#### [STATED PROBLEM]
In the records below, recast everything from the line containing "of the lake?" down to the line containing "Please mark the region of the lake.", both lines included, as a numbered list with one line per item and no blank lines.

-- BEGIN LISTED RECORDS --

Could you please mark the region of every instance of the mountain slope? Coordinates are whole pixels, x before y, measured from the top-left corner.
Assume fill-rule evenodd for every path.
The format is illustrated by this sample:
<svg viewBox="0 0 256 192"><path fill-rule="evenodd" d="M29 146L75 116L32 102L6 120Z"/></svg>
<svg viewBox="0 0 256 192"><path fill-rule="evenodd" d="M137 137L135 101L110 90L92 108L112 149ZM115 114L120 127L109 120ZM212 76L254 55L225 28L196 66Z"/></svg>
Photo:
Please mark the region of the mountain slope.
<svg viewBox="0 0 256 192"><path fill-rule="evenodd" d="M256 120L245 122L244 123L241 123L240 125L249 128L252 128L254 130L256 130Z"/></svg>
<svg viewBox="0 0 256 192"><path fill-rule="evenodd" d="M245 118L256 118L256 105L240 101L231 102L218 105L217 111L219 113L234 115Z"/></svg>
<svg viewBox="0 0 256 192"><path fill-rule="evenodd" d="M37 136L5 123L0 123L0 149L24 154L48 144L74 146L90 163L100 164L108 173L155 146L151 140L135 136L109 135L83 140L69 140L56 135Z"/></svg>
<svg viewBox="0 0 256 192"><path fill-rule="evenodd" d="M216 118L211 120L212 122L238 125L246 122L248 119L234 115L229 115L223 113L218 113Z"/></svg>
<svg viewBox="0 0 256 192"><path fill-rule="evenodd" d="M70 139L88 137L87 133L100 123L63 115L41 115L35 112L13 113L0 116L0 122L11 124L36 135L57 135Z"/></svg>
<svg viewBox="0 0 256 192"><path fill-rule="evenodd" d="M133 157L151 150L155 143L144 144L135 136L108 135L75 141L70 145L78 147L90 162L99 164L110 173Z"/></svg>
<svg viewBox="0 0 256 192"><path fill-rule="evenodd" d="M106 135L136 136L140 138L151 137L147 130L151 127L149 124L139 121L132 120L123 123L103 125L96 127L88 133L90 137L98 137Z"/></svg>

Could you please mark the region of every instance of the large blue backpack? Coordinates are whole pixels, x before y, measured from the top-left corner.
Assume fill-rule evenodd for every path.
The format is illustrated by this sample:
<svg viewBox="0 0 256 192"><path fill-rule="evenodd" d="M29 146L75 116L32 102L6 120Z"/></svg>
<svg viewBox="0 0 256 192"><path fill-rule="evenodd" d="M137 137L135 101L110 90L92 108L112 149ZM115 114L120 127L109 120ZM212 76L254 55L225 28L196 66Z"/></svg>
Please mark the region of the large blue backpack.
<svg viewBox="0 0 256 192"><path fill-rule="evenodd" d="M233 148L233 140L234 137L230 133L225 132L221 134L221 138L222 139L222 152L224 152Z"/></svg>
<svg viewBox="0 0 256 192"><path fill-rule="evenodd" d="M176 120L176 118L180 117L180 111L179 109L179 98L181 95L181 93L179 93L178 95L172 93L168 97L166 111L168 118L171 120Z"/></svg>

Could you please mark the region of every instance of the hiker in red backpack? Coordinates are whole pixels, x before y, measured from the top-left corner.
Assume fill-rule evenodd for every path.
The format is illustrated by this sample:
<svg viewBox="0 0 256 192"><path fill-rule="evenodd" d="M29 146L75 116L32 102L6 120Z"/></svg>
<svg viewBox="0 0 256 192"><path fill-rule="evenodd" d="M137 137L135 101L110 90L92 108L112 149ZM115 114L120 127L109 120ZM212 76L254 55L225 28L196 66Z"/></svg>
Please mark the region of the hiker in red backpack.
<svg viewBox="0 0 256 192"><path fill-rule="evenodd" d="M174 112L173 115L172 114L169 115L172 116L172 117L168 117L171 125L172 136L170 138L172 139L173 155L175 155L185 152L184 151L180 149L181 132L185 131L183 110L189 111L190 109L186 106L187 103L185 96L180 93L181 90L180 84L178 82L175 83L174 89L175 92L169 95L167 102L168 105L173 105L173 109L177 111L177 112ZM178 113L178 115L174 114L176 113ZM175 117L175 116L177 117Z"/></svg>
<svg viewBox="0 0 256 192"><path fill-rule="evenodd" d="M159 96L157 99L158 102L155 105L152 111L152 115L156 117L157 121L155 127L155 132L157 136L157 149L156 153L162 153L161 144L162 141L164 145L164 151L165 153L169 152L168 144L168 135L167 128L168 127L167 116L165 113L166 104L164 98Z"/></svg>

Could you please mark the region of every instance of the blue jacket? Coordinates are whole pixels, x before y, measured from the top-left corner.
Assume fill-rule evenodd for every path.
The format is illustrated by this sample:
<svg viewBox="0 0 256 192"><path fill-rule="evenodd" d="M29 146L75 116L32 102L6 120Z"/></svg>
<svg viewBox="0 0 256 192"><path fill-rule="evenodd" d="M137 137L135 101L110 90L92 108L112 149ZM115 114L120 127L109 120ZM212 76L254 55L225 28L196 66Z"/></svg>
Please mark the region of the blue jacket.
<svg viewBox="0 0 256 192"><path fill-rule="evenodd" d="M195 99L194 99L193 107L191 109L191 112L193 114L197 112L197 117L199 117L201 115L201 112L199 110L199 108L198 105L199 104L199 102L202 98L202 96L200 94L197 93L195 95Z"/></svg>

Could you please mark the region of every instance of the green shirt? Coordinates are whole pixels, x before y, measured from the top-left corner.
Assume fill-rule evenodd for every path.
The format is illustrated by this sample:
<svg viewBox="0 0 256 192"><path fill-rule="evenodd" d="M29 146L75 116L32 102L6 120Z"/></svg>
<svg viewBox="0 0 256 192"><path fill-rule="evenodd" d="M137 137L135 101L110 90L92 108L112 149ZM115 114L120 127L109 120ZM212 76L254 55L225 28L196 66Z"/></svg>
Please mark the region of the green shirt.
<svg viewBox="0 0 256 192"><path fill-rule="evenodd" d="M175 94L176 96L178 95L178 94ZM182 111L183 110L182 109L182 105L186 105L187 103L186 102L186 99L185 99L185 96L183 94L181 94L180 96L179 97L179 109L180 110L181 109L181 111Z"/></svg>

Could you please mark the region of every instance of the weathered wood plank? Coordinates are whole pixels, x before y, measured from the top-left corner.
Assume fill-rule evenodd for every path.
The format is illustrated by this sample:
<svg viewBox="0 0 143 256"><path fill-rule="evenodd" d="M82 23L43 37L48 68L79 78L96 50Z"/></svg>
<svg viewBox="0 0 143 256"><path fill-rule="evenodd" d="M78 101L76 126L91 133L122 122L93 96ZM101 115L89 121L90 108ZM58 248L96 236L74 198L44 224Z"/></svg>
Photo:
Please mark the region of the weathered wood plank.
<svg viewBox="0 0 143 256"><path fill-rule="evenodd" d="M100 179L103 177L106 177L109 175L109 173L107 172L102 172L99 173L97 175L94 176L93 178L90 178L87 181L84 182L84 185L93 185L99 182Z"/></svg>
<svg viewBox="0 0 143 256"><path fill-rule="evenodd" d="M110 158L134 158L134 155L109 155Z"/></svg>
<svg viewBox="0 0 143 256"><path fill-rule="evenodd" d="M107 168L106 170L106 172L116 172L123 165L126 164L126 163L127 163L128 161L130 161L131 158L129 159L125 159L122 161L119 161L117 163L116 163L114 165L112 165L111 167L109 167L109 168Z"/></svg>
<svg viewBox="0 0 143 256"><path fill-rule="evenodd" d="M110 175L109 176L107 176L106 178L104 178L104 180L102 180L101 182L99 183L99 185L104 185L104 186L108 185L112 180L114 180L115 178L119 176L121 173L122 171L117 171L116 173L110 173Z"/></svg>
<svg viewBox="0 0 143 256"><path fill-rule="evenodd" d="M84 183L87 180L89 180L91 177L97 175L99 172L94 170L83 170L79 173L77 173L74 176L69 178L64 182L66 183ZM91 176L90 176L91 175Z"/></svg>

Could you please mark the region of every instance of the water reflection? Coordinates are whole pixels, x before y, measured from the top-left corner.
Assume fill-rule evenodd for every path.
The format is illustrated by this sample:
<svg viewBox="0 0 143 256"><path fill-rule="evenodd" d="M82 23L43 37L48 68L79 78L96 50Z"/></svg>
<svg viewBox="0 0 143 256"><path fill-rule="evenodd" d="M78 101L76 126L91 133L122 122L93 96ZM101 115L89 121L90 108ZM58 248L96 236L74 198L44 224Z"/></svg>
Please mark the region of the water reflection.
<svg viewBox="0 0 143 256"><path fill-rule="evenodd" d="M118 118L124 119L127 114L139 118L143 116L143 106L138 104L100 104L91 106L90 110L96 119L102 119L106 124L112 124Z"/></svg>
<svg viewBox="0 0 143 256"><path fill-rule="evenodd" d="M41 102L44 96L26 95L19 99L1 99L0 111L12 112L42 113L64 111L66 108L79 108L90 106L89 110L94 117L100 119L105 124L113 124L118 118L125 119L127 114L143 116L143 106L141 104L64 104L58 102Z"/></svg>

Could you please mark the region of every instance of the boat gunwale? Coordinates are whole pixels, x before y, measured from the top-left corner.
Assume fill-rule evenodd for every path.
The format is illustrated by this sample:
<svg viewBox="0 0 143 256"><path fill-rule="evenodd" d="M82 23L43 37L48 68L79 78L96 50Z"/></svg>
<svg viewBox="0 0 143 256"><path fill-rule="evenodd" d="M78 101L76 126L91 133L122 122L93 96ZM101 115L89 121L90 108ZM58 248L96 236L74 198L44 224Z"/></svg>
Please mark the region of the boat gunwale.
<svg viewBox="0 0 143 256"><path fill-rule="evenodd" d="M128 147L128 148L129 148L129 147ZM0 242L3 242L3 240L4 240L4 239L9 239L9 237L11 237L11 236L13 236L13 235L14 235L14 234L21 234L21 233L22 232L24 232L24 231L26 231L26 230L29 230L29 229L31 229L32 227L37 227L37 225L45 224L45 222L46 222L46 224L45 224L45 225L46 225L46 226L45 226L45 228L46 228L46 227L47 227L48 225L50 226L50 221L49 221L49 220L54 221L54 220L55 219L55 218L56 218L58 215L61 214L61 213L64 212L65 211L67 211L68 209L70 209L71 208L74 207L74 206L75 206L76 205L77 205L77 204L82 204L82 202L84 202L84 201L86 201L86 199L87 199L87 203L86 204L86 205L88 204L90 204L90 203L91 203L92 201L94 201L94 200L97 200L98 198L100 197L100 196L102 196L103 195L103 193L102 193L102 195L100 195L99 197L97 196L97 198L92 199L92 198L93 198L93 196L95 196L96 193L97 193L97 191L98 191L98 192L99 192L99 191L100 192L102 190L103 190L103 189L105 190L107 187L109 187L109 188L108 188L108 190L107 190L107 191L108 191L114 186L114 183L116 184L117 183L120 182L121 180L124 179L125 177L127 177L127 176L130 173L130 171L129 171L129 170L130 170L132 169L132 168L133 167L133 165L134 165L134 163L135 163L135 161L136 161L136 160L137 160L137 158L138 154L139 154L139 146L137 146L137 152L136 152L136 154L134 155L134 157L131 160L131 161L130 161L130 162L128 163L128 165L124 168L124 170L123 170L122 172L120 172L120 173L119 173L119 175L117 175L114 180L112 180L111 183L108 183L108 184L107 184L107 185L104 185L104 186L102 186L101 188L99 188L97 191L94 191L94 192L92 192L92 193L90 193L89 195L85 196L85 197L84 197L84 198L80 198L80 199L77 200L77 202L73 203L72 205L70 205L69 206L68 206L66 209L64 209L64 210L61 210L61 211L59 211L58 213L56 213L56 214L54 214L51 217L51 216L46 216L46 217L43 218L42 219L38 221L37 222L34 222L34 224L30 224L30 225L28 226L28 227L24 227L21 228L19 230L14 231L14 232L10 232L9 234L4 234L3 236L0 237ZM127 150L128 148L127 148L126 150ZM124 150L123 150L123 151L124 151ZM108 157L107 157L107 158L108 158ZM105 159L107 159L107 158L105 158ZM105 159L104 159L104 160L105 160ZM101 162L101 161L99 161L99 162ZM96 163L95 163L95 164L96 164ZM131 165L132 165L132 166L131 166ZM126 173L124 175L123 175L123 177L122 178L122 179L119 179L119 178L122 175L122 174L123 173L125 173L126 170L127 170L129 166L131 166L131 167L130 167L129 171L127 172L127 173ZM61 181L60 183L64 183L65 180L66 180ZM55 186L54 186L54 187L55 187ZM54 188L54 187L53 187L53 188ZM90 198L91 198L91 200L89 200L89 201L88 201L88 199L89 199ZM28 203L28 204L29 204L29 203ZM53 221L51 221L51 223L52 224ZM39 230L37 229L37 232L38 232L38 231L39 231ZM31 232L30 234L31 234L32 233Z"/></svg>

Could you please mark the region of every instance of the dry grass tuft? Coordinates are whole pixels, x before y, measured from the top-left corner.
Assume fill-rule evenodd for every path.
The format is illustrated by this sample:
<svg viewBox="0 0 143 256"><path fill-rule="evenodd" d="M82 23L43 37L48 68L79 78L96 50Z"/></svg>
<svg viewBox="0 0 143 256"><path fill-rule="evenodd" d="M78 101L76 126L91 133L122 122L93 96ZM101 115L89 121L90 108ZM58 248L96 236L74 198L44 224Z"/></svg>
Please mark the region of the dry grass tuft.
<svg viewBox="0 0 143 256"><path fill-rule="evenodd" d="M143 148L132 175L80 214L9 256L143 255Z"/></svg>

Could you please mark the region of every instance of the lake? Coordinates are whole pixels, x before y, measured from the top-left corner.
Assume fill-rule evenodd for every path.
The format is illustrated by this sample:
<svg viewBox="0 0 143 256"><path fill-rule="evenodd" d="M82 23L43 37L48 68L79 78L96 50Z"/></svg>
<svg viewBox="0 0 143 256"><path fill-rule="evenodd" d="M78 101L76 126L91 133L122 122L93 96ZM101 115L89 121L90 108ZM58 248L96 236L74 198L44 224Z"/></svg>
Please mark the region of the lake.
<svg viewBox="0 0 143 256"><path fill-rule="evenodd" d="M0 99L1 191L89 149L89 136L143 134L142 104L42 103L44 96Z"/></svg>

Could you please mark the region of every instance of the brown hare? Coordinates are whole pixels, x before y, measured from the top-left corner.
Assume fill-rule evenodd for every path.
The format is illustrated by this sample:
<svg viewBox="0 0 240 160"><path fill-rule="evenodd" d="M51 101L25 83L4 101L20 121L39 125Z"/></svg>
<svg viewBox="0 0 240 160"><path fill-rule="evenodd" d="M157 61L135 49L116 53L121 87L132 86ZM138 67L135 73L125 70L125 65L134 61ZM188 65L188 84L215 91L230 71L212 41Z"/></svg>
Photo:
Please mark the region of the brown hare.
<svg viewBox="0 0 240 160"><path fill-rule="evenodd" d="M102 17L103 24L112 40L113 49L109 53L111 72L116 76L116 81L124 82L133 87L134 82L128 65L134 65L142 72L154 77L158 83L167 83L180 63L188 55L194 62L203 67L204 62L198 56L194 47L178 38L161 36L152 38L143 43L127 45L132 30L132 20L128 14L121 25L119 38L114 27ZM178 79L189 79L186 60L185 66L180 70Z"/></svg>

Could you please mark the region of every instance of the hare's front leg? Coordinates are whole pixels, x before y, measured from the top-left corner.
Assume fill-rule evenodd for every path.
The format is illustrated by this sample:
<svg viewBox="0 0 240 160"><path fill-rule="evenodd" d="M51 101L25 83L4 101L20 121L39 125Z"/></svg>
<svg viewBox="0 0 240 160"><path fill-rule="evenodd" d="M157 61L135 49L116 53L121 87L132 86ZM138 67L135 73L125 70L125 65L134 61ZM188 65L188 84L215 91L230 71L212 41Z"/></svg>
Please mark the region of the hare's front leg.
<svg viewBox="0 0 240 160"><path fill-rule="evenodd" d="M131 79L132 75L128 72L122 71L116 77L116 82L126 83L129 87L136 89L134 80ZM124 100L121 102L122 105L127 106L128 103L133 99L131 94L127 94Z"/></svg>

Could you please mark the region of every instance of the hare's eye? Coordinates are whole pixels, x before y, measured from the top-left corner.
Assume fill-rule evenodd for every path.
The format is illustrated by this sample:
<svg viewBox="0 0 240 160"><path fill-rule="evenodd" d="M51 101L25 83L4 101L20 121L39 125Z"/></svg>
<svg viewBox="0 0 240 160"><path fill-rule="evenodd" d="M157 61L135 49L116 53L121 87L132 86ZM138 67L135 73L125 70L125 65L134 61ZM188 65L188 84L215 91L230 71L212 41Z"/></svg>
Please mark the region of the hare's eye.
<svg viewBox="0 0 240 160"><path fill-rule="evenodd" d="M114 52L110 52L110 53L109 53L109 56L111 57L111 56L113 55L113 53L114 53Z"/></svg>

-- END LISTED RECORDS --

#### [SOLUTION TO THE EXERCISE]
1. Could you please mark the region of every instance of the lake? Coordinates are whole pixels, x before y, measured from the top-left corner.
2. Assume fill-rule evenodd for every path.
3. The format is illustrated by this sample:
4. <svg viewBox="0 0 143 256"><path fill-rule="evenodd" d="M82 23L43 37L48 68L79 78L96 50Z"/></svg>
5. <svg viewBox="0 0 143 256"><path fill-rule="evenodd" d="M78 101L76 126L91 133L122 122L93 96ZM101 115L89 121L90 108ZM58 248L96 236L74 198L44 224Z"/></svg>
6. Please mark the region of the lake.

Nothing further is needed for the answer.